:: OBJECTIF ::
Repérez chaque ligne des items ci-dessous qui contient la chaîne "door", puis recopiez-la intégralement.
====== DONNÉES
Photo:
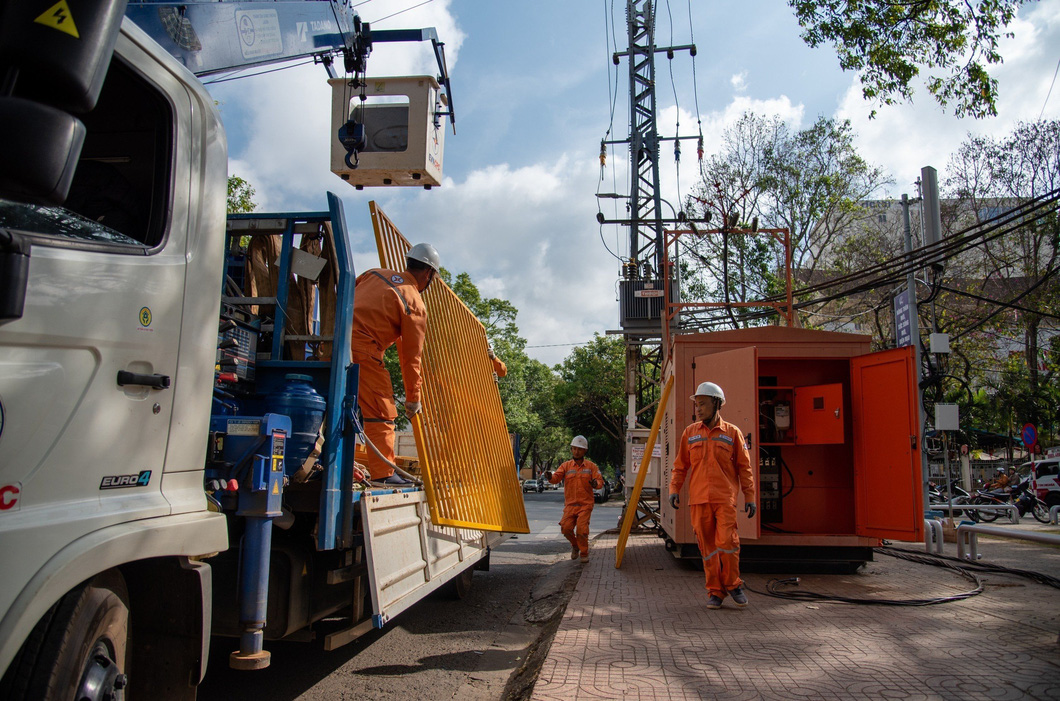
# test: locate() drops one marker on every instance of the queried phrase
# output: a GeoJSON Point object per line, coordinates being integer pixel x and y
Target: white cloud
{"type": "Point", "coordinates": [739, 82]}
{"type": "Point", "coordinates": [527, 234]}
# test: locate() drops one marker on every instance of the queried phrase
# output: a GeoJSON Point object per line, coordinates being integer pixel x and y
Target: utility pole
{"type": "Point", "coordinates": [911, 284]}
{"type": "Point", "coordinates": [641, 285]}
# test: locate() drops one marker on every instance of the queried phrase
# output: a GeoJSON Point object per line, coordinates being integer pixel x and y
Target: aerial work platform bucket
{"type": "Point", "coordinates": [404, 132]}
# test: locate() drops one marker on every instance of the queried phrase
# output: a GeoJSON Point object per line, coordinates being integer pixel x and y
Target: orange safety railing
{"type": "Point", "coordinates": [461, 437]}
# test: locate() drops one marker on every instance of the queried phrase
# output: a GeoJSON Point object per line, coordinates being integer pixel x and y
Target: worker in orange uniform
{"type": "Point", "coordinates": [712, 456]}
{"type": "Point", "coordinates": [387, 309]}
{"type": "Point", "coordinates": [579, 477]}
{"type": "Point", "coordinates": [499, 368]}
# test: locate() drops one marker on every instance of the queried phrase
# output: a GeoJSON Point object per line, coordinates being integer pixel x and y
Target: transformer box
{"type": "Point", "coordinates": [833, 435]}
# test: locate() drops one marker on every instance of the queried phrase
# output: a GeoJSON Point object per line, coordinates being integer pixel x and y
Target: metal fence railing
{"type": "Point", "coordinates": [461, 436]}
{"type": "Point", "coordinates": [968, 538]}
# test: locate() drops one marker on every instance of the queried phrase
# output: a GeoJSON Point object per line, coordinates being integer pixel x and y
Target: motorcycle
{"type": "Point", "coordinates": [939, 495]}
{"type": "Point", "coordinates": [1027, 502]}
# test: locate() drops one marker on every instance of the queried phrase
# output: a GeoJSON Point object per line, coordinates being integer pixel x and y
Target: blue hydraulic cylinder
{"type": "Point", "coordinates": [260, 501]}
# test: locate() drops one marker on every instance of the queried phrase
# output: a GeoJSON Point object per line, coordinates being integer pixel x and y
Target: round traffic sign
{"type": "Point", "coordinates": [1029, 435]}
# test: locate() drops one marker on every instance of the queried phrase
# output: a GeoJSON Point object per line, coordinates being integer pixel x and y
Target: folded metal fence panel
{"type": "Point", "coordinates": [464, 450]}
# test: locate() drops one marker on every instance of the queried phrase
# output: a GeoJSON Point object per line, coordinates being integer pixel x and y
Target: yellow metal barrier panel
{"type": "Point", "coordinates": [461, 437]}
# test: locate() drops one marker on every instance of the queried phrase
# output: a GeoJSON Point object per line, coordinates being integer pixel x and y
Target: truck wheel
{"type": "Point", "coordinates": [80, 649]}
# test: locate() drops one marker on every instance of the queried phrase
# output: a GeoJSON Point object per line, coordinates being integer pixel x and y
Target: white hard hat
{"type": "Point", "coordinates": [708, 389]}
{"type": "Point", "coordinates": [425, 253]}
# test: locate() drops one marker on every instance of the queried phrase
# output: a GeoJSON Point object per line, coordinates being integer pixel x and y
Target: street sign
{"type": "Point", "coordinates": [1029, 435]}
{"type": "Point", "coordinates": [903, 332]}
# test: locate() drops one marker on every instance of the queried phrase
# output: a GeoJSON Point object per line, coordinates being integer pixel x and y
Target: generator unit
{"type": "Point", "coordinates": [833, 436]}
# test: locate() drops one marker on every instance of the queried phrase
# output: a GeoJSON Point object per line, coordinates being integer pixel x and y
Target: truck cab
{"type": "Point", "coordinates": [105, 375]}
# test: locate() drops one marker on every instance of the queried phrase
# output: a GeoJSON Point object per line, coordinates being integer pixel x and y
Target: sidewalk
{"type": "Point", "coordinates": [643, 632]}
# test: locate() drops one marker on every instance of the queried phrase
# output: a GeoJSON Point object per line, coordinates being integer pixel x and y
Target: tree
{"type": "Point", "coordinates": [592, 399]}
{"type": "Point", "coordinates": [990, 176]}
{"type": "Point", "coordinates": [811, 182]}
{"type": "Point", "coordinates": [890, 41]}
{"type": "Point", "coordinates": [240, 195]}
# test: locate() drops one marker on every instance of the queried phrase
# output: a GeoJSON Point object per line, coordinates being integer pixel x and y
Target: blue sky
{"type": "Point", "coordinates": [532, 86]}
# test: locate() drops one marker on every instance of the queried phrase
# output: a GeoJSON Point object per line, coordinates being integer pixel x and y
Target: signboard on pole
{"type": "Point", "coordinates": [903, 333]}
{"type": "Point", "coordinates": [1029, 435]}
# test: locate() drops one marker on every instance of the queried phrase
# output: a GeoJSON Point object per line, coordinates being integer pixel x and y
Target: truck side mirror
{"type": "Point", "coordinates": [39, 151]}
{"type": "Point", "coordinates": [14, 275]}
{"type": "Point", "coordinates": [59, 56]}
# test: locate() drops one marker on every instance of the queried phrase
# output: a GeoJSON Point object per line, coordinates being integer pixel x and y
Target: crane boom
{"type": "Point", "coordinates": [210, 37]}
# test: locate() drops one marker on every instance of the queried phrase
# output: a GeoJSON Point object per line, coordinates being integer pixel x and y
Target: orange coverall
{"type": "Point", "coordinates": [717, 465]}
{"type": "Point", "coordinates": [387, 308]}
{"type": "Point", "coordinates": [579, 477]}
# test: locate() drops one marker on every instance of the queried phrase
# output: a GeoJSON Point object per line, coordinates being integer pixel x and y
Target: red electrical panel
{"type": "Point", "coordinates": [819, 415]}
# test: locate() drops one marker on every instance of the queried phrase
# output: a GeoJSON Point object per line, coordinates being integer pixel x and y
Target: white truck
{"type": "Point", "coordinates": [146, 476]}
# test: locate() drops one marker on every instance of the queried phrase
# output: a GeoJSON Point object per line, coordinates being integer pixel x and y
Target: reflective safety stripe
{"type": "Point", "coordinates": [394, 287]}
{"type": "Point", "coordinates": [718, 551]}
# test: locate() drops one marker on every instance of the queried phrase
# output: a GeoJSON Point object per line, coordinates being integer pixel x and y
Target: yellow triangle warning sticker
{"type": "Point", "coordinates": [58, 17]}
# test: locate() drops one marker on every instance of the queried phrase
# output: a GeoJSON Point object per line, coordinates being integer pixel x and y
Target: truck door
{"type": "Point", "coordinates": [89, 372]}
{"type": "Point", "coordinates": [736, 372]}
{"type": "Point", "coordinates": [886, 437]}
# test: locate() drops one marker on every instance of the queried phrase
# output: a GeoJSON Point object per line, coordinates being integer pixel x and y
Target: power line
{"type": "Point", "coordinates": [580, 343]}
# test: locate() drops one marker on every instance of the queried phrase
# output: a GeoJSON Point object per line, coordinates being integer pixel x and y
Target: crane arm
{"type": "Point", "coordinates": [209, 36]}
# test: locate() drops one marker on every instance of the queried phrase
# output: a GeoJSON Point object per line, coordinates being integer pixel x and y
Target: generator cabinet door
{"type": "Point", "coordinates": [887, 482]}
{"type": "Point", "coordinates": [818, 415]}
{"type": "Point", "coordinates": [736, 372]}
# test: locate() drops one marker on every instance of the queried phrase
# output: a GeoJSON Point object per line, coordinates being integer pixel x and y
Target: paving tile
{"type": "Point", "coordinates": [643, 632]}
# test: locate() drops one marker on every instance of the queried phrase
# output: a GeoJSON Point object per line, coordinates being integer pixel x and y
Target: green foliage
{"type": "Point", "coordinates": [592, 397]}
{"type": "Point", "coordinates": [989, 175]}
{"type": "Point", "coordinates": [890, 41]}
{"type": "Point", "coordinates": [240, 195]}
{"type": "Point", "coordinates": [810, 182]}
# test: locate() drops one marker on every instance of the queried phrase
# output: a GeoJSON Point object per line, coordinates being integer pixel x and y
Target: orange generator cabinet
{"type": "Point", "coordinates": [833, 434]}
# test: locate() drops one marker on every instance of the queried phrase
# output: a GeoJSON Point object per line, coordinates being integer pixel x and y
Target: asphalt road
{"type": "Point", "coordinates": [441, 648]}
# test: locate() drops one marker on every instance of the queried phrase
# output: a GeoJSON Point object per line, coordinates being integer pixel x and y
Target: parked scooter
{"type": "Point", "coordinates": [940, 494]}
{"type": "Point", "coordinates": [1027, 502]}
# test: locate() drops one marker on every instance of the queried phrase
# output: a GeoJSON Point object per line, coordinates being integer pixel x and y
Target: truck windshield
{"type": "Point", "coordinates": [58, 222]}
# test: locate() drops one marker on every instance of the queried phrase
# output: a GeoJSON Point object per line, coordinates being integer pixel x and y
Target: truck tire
{"type": "Point", "coordinates": [459, 586]}
{"type": "Point", "coordinates": [80, 649]}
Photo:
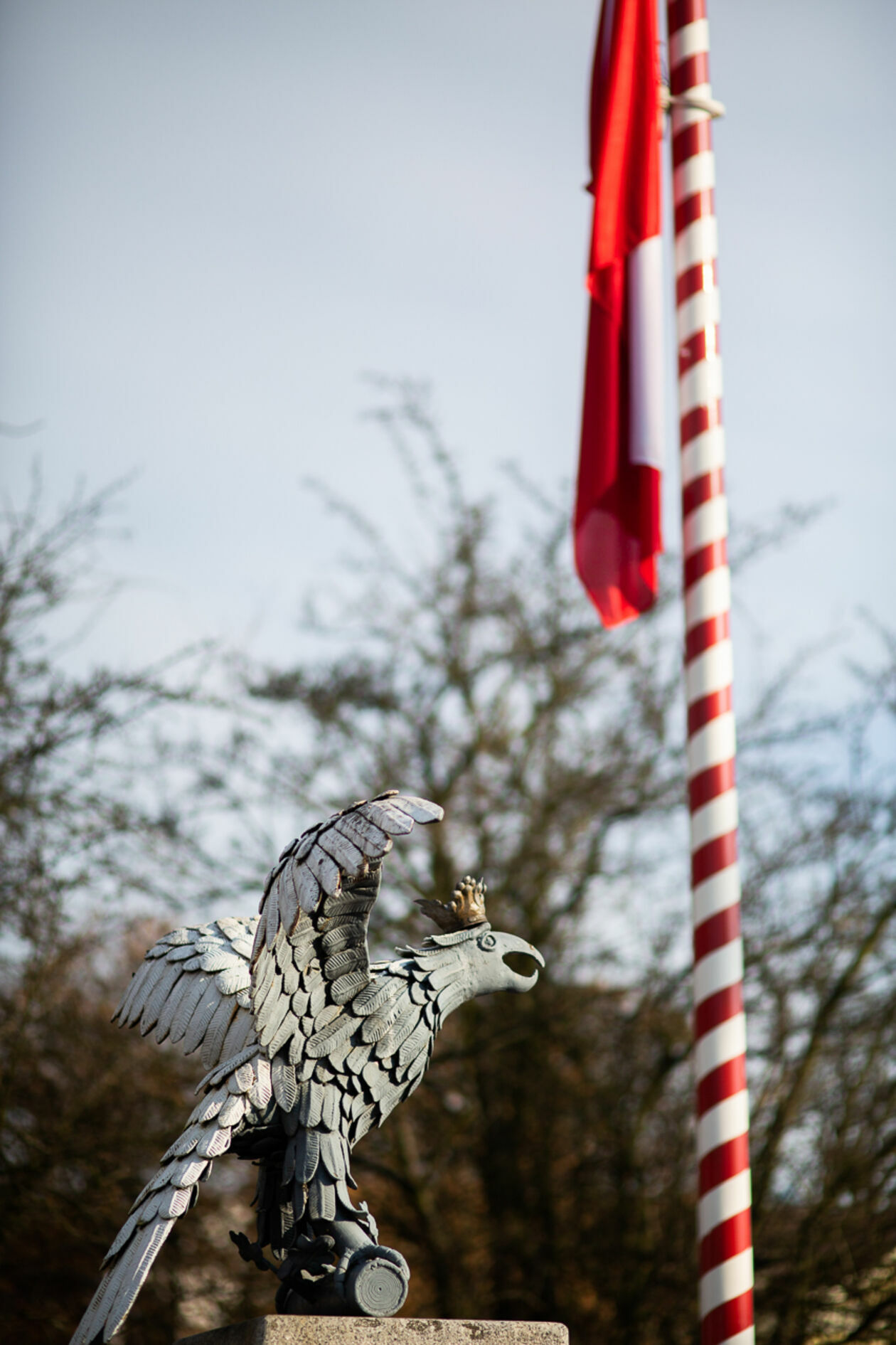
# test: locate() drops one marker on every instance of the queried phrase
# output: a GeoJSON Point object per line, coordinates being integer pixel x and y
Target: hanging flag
{"type": "Point", "coordinates": [617, 526]}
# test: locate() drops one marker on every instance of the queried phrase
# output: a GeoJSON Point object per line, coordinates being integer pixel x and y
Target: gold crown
{"type": "Point", "coordinates": [467, 907]}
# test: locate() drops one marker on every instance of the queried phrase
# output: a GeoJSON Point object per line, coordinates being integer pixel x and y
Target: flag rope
{"type": "Point", "coordinates": [720, 1036]}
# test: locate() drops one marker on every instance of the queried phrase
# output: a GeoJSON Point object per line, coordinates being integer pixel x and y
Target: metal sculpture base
{"type": "Point", "coordinates": [381, 1331]}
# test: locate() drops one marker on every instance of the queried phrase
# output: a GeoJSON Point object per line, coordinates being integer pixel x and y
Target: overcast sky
{"type": "Point", "coordinates": [215, 216]}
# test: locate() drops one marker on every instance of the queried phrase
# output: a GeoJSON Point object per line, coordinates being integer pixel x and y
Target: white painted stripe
{"type": "Point", "coordinates": [701, 383]}
{"type": "Point", "coordinates": [712, 744]}
{"type": "Point", "coordinates": [746, 1337]}
{"type": "Point", "coordinates": [724, 1043]}
{"type": "Point", "coordinates": [697, 312]}
{"type": "Point", "coordinates": [688, 116]}
{"type": "Point", "coordinates": [703, 455]}
{"type": "Point", "coordinates": [696, 244]}
{"type": "Point", "coordinates": [716, 893]}
{"type": "Point", "coordinates": [704, 525]}
{"type": "Point", "coordinates": [709, 671]}
{"type": "Point", "coordinates": [646, 369]}
{"type": "Point", "coordinates": [731, 1197]}
{"type": "Point", "coordinates": [688, 42]}
{"type": "Point", "coordinates": [708, 596]}
{"type": "Point", "coordinates": [728, 1281]}
{"type": "Point", "coordinates": [719, 970]}
{"type": "Point", "coordinates": [727, 1121]}
{"type": "Point", "coordinates": [715, 819]}
{"type": "Point", "coordinates": [696, 174]}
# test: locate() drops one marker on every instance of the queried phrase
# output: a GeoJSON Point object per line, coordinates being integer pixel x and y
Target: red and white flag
{"type": "Point", "coordinates": [617, 526]}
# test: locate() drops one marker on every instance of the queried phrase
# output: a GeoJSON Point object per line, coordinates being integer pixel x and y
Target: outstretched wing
{"type": "Point", "coordinates": [233, 1094]}
{"type": "Point", "coordinates": [194, 987]}
{"type": "Point", "coordinates": [310, 958]}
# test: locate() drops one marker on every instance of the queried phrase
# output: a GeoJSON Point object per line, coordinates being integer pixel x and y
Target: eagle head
{"type": "Point", "coordinates": [486, 955]}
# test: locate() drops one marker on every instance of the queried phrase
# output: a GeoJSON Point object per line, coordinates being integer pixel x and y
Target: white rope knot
{"type": "Point", "coordinates": [712, 107]}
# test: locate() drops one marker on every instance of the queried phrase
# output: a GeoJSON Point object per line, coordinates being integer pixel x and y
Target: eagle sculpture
{"type": "Point", "coordinates": [307, 1044]}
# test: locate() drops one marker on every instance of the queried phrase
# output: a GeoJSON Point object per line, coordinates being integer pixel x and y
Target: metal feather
{"type": "Point", "coordinates": [236, 1037]}
{"type": "Point", "coordinates": [322, 1198]}
{"type": "Point", "coordinates": [345, 851]}
{"type": "Point", "coordinates": [238, 977]}
{"type": "Point", "coordinates": [217, 1031]}
{"type": "Point", "coordinates": [161, 992]}
{"type": "Point", "coordinates": [215, 1141]}
{"type": "Point", "coordinates": [377, 994]}
{"type": "Point", "coordinates": [176, 937]}
{"type": "Point", "coordinates": [201, 1019]}
{"type": "Point", "coordinates": [388, 818]}
{"type": "Point", "coordinates": [128, 1011]}
{"type": "Point", "coordinates": [220, 958]}
{"type": "Point", "coordinates": [330, 1111]}
{"type": "Point", "coordinates": [174, 1203]}
{"type": "Point", "coordinates": [307, 1154]}
{"type": "Point", "coordinates": [284, 1033]}
{"type": "Point", "coordinates": [369, 839]}
{"type": "Point", "coordinates": [422, 810]}
{"type": "Point", "coordinates": [310, 1103]}
{"type": "Point", "coordinates": [187, 1005]}
{"type": "Point", "coordinates": [348, 985]}
{"type": "Point", "coordinates": [171, 1006]}
{"type": "Point", "coordinates": [331, 1036]}
{"type": "Point", "coordinates": [283, 1080]}
{"type": "Point", "coordinates": [324, 869]}
{"type": "Point", "coordinates": [307, 888]}
{"type": "Point", "coordinates": [333, 1153]}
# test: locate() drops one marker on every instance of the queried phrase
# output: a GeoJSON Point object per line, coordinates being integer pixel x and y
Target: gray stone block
{"type": "Point", "coordinates": [380, 1331]}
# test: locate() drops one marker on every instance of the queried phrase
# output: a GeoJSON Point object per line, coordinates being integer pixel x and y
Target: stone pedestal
{"type": "Point", "coordinates": [380, 1331]}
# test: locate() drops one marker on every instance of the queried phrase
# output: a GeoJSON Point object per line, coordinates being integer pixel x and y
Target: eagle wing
{"type": "Point", "coordinates": [310, 957]}
{"type": "Point", "coordinates": [232, 1095]}
{"type": "Point", "coordinates": [193, 989]}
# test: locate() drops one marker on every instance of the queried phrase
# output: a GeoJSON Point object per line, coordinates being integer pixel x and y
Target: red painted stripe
{"type": "Point", "coordinates": [695, 208]}
{"type": "Point", "coordinates": [725, 1240]}
{"type": "Point", "coordinates": [692, 140]}
{"type": "Point", "coordinates": [703, 489]}
{"type": "Point", "coordinates": [715, 779]}
{"type": "Point", "coordinates": [698, 713]}
{"type": "Point", "coordinates": [716, 1009]}
{"type": "Point", "coordinates": [716, 931]}
{"type": "Point", "coordinates": [713, 857]}
{"type": "Point", "coordinates": [701, 419]}
{"type": "Point", "coordinates": [692, 72]}
{"type": "Point", "coordinates": [700, 345]}
{"type": "Point", "coordinates": [709, 557]}
{"type": "Point", "coordinates": [722, 1162]}
{"type": "Point", "coordinates": [727, 1320]}
{"type": "Point", "coordinates": [681, 12]}
{"type": "Point", "coordinates": [703, 276]}
{"type": "Point", "coordinates": [722, 1083]}
{"type": "Point", "coordinates": [705, 634]}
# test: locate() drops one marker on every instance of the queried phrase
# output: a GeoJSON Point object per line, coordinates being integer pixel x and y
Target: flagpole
{"type": "Point", "coordinates": [720, 1038]}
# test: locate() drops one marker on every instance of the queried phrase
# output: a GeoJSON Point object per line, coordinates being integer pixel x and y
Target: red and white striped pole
{"type": "Point", "coordinates": [722, 1120]}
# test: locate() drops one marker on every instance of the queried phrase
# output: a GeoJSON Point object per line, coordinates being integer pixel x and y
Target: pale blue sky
{"type": "Point", "coordinates": [215, 216]}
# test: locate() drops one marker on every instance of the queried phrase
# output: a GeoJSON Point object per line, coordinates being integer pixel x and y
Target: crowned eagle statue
{"type": "Point", "coordinates": [307, 1044]}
============
:: RÉPONSE COMPLÈTE ::
Target: truck door
Target: generator cabinet door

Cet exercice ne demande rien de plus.